### Given instruction
Copy out each of the following entries line for line, with no changes.

----

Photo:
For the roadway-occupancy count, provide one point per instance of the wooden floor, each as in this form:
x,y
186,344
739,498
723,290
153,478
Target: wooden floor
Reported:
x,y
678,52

----

### Reply to the exercise
Photo:
For the roadway-occupancy count, provide one point per instance of the wooden floor, each as in this form:
x,y
186,344
739,498
723,290
153,478
Target: wooden floor
Reported:
x,y
678,52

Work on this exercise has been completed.